THE INPUT =
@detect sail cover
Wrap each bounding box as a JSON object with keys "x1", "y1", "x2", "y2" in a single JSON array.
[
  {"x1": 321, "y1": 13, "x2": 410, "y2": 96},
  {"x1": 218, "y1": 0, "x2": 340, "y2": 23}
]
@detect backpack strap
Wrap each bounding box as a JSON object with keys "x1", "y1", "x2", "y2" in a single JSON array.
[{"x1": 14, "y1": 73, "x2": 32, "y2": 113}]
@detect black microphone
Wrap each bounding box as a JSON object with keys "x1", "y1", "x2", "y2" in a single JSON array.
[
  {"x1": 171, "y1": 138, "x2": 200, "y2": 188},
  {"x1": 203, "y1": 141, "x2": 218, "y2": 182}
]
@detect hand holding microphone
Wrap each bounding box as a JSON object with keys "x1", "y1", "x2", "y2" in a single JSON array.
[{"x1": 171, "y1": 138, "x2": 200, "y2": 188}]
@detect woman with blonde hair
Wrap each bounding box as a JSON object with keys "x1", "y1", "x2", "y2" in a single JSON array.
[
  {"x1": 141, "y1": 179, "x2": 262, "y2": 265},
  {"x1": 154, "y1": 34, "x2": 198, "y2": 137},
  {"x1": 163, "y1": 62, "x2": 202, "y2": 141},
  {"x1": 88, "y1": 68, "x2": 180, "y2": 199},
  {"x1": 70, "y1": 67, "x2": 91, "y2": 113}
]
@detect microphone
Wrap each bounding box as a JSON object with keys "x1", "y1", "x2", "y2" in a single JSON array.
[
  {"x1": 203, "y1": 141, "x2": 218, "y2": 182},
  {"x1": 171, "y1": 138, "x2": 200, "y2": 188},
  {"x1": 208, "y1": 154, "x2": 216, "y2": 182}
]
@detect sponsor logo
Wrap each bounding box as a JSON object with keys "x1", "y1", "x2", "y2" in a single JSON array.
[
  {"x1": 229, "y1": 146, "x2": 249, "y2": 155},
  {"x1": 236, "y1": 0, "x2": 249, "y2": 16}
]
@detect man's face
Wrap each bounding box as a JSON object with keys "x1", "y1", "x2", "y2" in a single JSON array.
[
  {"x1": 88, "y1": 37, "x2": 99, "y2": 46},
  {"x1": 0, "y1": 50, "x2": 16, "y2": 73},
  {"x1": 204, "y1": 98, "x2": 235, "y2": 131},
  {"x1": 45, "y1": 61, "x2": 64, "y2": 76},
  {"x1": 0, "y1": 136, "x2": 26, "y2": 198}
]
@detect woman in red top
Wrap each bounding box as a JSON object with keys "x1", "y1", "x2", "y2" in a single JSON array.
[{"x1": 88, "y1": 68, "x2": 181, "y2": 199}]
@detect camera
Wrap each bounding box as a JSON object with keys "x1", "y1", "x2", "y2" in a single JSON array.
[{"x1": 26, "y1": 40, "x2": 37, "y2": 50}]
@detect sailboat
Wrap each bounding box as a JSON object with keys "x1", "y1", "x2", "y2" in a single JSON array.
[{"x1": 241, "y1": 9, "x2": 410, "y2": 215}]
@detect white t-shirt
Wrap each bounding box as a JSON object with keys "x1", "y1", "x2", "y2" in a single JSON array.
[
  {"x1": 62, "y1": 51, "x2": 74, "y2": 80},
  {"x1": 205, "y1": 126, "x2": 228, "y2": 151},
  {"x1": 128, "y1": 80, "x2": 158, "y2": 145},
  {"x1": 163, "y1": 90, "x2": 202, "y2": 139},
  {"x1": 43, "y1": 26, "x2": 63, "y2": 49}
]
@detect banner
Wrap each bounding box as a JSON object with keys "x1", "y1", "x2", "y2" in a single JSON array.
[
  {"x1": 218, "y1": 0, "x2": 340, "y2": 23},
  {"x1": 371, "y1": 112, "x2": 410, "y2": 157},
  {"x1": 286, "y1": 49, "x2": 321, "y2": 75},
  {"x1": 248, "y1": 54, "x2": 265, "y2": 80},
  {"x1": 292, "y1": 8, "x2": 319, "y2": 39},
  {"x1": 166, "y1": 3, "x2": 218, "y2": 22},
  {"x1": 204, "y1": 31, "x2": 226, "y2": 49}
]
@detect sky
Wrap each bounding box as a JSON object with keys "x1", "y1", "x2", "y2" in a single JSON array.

JOB = Pull out each line of the material above that contains the word "microphone", and copy those lines unchanged.

FULL OUTPUT =
@detect black microphone
@detect hand holding microphone
@detect microphone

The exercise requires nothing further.